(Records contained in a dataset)
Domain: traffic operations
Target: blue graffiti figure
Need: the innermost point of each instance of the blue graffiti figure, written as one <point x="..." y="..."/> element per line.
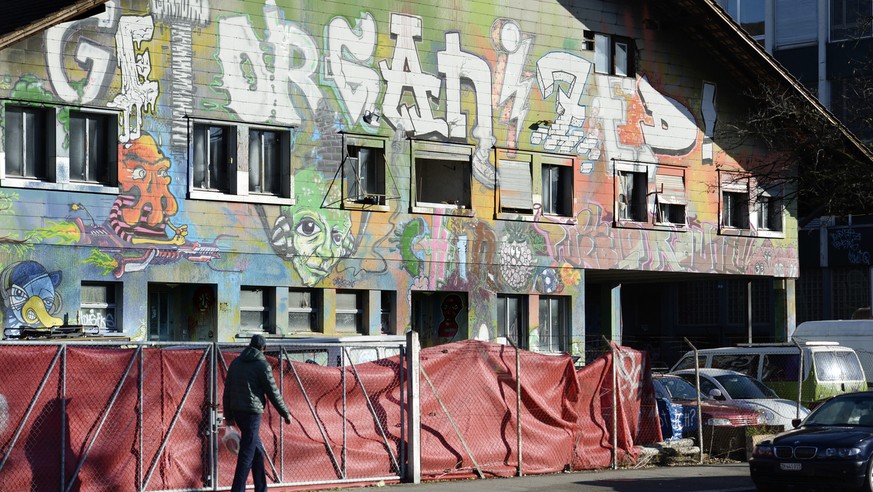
<point x="29" y="295"/>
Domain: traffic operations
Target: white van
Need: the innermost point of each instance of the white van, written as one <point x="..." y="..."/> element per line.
<point x="828" y="368"/>
<point x="854" y="333"/>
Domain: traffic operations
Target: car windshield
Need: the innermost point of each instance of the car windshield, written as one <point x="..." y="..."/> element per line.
<point x="844" y="410"/>
<point x="678" y="388"/>
<point x="742" y="387"/>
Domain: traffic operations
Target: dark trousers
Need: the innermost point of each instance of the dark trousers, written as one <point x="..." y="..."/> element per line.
<point x="251" y="453"/>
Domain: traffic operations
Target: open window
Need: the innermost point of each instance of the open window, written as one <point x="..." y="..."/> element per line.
<point x="631" y="192"/>
<point x="442" y="177"/>
<point x="349" y="312"/>
<point x="240" y="163"/>
<point x="768" y="211"/>
<point x="303" y="308"/>
<point x="527" y="180"/>
<point x="613" y="55"/>
<point x="364" y="172"/>
<point x="734" y="202"/>
<point x="36" y="156"/>
<point x="670" y="196"/>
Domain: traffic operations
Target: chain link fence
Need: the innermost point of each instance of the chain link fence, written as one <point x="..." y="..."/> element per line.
<point x="123" y="416"/>
<point x="119" y="416"/>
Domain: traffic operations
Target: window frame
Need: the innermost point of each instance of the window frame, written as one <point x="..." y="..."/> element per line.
<point x="606" y="53"/>
<point x="434" y="151"/>
<point x="281" y="153"/>
<point x="357" y="312"/>
<point x="670" y="193"/>
<point x="55" y="147"/>
<point x="375" y="199"/>
<point x="536" y="164"/>
<point x="109" y="120"/>
<point x="521" y="335"/>
<point x="850" y="31"/>
<point x="238" y="164"/>
<point x="563" y="335"/>
<point x="773" y="224"/>
<point x="315" y="302"/>
<point x="265" y="310"/>
<point x="640" y="173"/>
<point x="112" y="302"/>
<point x="734" y="187"/>
<point x="564" y="166"/>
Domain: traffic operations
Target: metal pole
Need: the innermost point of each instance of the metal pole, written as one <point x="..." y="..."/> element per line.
<point x="517" y="403"/>
<point x="699" y="412"/>
<point x="749" y="308"/>
<point x="139" y="420"/>
<point x="213" y="415"/>
<point x="452" y="423"/>
<point x="518" y="408"/>
<point x="345" y="409"/>
<point x="413" y="415"/>
<point x="11" y="444"/>
<point x="64" y="416"/>
<point x="614" y="371"/>
<point x="800" y="374"/>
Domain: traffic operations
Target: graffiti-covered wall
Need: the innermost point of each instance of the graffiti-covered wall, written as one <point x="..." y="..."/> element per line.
<point x="299" y="167"/>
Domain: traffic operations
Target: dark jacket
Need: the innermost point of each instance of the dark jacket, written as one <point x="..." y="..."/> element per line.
<point x="249" y="380"/>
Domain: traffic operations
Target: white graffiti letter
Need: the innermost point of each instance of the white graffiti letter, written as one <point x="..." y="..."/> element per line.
<point x="292" y="44"/>
<point x="513" y="85"/>
<point x="709" y="118"/>
<point x="405" y="74"/>
<point x="93" y="59"/>
<point x="457" y="64"/>
<point x="673" y="130"/>
<point x="245" y="74"/>
<point x="357" y="85"/>
<point x="566" y="132"/>
<point x="138" y="93"/>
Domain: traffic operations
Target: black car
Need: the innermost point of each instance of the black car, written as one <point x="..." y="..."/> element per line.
<point x="832" y="448"/>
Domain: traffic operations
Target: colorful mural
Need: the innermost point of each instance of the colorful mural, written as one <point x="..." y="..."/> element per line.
<point x="395" y="72"/>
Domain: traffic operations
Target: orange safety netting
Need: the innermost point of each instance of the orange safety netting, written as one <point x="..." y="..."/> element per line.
<point x="347" y="424"/>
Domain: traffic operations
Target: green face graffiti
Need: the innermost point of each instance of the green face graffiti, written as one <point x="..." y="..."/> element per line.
<point x="316" y="239"/>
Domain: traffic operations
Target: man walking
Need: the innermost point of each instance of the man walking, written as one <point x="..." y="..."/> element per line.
<point x="249" y="380"/>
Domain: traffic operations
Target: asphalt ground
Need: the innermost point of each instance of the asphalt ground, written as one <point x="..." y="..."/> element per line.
<point x="691" y="478"/>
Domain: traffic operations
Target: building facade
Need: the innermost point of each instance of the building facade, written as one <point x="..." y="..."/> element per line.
<point x="827" y="45"/>
<point x="196" y="170"/>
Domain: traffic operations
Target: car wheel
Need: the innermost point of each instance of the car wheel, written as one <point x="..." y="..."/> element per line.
<point x="768" y="487"/>
<point x="868" y="484"/>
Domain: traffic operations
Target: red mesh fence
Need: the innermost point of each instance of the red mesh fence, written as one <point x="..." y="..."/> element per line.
<point x="82" y="404"/>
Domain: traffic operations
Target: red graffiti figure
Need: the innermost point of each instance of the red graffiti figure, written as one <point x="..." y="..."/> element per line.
<point x="451" y="307"/>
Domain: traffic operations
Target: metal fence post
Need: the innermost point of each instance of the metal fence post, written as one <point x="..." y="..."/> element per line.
<point x="699" y="412"/>
<point x="64" y="417"/>
<point x="799" y="377"/>
<point x="614" y="371"/>
<point x="413" y="368"/>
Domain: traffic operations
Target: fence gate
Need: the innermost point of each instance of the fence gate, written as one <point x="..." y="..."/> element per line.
<point x="82" y="416"/>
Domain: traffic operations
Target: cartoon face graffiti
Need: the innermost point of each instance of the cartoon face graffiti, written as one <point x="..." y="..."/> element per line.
<point x="141" y="213"/>
<point x="451" y="307"/>
<point x="145" y="175"/>
<point x="29" y="296"/>
<point x="312" y="238"/>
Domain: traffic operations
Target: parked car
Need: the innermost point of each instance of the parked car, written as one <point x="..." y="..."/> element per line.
<point x="831" y="448"/>
<point x="677" y="409"/>
<point x="747" y="391"/>
<point x="828" y="368"/>
<point x="852" y="333"/>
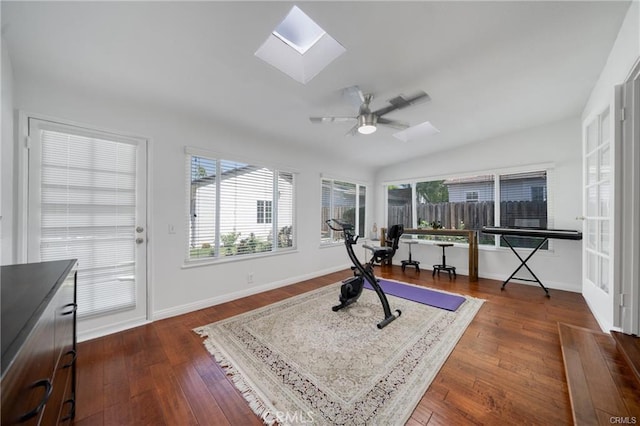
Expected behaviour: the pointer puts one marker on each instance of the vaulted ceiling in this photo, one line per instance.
(489, 67)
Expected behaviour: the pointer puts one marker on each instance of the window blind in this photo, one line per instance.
(523, 203)
(237, 208)
(345, 202)
(88, 212)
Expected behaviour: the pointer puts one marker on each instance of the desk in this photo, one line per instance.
(542, 234)
(470, 235)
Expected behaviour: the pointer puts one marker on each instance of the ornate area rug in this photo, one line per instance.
(296, 361)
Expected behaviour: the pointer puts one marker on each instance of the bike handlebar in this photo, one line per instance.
(344, 226)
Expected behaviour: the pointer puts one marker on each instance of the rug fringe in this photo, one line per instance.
(255, 402)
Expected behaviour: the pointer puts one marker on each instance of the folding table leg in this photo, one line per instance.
(523, 262)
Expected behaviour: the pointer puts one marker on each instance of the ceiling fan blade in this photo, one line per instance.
(354, 95)
(353, 131)
(393, 123)
(402, 101)
(331, 119)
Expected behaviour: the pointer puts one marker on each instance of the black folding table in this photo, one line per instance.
(543, 235)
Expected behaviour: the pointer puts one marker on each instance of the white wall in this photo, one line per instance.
(624, 55)
(558, 144)
(177, 289)
(7, 224)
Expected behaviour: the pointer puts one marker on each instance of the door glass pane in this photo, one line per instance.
(604, 274)
(592, 169)
(592, 136)
(604, 236)
(592, 201)
(605, 163)
(591, 235)
(604, 127)
(88, 212)
(591, 267)
(604, 199)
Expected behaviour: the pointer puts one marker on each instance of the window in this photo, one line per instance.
(341, 201)
(238, 209)
(399, 209)
(472, 196)
(523, 203)
(470, 203)
(264, 211)
(460, 203)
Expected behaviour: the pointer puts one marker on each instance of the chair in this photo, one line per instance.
(384, 254)
(444, 266)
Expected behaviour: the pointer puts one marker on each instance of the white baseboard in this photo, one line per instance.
(94, 333)
(206, 303)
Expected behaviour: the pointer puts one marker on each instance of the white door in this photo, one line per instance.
(597, 274)
(627, 217)
(87, 200)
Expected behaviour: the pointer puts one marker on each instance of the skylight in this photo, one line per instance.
(299, 47)
(299, 31)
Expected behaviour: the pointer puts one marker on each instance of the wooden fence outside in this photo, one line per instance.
(463, 215)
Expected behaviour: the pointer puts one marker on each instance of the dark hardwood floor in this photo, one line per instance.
(506, 369)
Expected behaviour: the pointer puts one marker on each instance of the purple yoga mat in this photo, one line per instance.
(447, 301)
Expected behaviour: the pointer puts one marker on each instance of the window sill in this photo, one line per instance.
(231, 259)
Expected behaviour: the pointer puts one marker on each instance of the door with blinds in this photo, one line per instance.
(87, 192)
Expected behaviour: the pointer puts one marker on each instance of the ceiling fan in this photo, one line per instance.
(367, 120)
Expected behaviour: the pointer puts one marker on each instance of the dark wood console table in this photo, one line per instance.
(38, 343)
(470, 235)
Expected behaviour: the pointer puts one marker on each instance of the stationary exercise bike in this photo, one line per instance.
(351, 288)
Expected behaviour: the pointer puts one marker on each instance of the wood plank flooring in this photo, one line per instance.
(506, 369)
(602, 385)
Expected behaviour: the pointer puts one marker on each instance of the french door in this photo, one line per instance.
(87, 200)
(598, 269)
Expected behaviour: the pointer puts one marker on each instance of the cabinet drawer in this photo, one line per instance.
(65, 315)
(56, 409)
(27, 385)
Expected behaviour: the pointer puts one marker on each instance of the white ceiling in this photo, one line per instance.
(489, 67)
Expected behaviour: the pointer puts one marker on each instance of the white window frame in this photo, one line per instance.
(549, 168)
(191, 152)
(333, 240)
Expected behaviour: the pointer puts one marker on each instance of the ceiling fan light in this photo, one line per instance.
(367, 124)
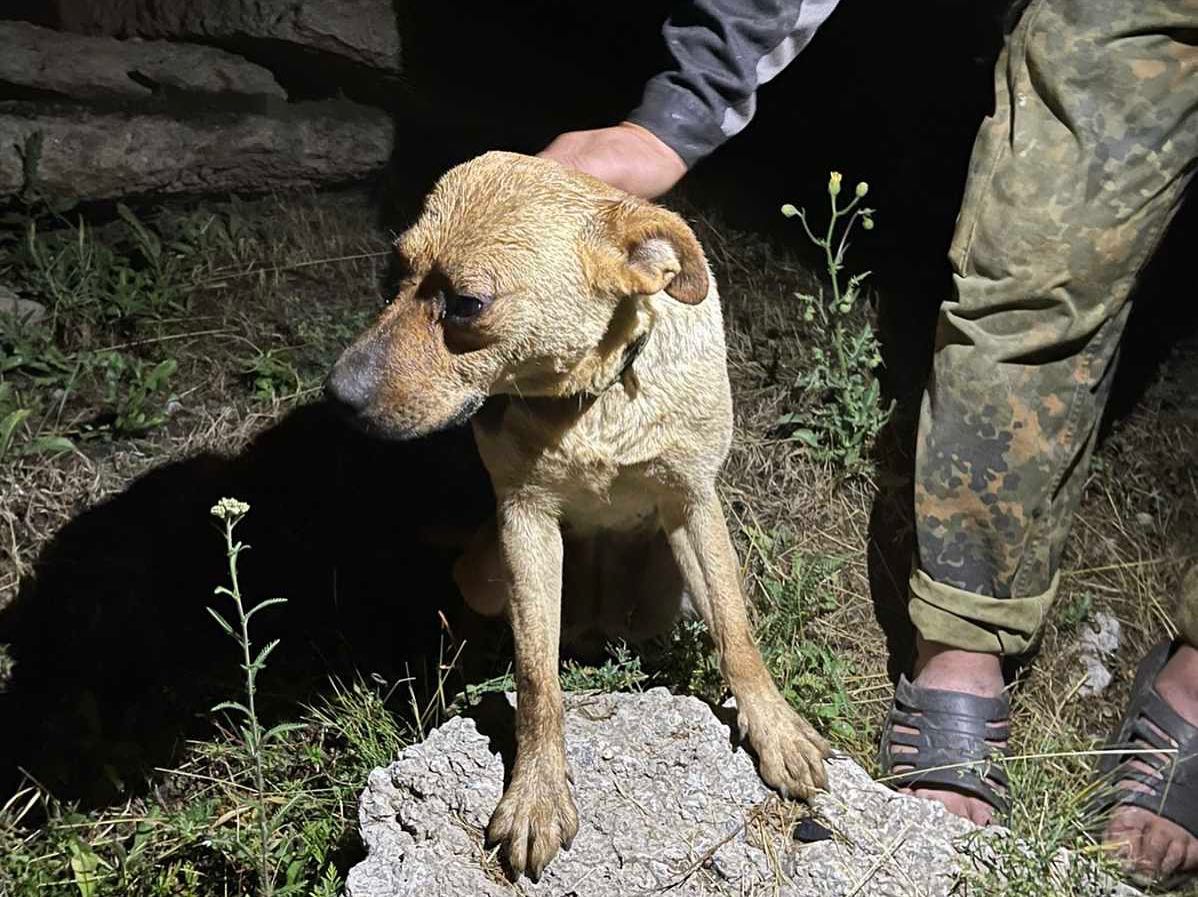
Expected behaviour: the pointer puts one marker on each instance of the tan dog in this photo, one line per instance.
(588, 323)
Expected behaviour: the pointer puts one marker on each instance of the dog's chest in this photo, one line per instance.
(601, 471)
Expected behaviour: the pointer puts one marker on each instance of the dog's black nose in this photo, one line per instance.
(349, 388)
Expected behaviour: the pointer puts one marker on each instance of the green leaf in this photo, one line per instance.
(8, 425)
(260, 660)
(224, 624)
(282, 729)
(84, 862)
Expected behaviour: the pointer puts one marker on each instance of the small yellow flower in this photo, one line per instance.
(229, 509)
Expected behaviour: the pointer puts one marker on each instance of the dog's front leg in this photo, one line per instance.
(788, 750)
(537, 813)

[WORK INSTRUCTIONS]: In the answer, include exactly the lines from the top of the entries through the line containing "Target: window frame", and nothing else, not even the pictures.

[SOLUTION TO THE EXERCISE]:
Domain: traffic operations
Target: blue graffiti figure
Need: the innermost point of each instance of the blue graffiti figure, written as one <point x="..." y="..."/> element per line.
<point x="29" y="295"/>
Domain: traffic operations
Target: white van
Need: the innermost point of each instance of the white van, written as one <point x="..." y="..."/> element per line.
<point x="828" y="368"/>
<point x="854" y="333"/>
Domain: traffic operations
Target: car windshield
Need: the innermost point of each instance of the car windshield, written as one <point x="..." y="..."/> element per line.
<point x="844" y="410"/>
<point x="678" y="388"/>
<point x="742" y="387"/>
Domain: traffic operations
Target: dark trousers
Need: the innermost point of each instance of the dark trousers, written as one <point x="..." y="..."/> element per line.
<point x="251" y="453"/>
Domain: traffic operations
Target: open window
Need: the innermost point of each instance of the open window, written as one <point x="..." y="..."/> element per line.
<point x="631" y="192"/>
<point x="442" y="177"/>
<point x="349" y="312"/>
<point x="240" y="163"/>
<point x="768" y="211"/>
<point x="303" y="308"/>
<point x="527" y="180"/>
<point x="613" y="55"/>
<point x="364" y="172"/>
<point x="734" y="202"/>
<point x="36" y="156"/>
<point x="670" y="196"/>
Domain: traffic operations
Target: chain link fence
Need: the innermost point of each instance of the chain link fence, written as one <point x="..." y="..."/> element per line.
<point x="123" y="416"/>
<point x="119" y="416"/>
Domain: traffic operations
Target: window frame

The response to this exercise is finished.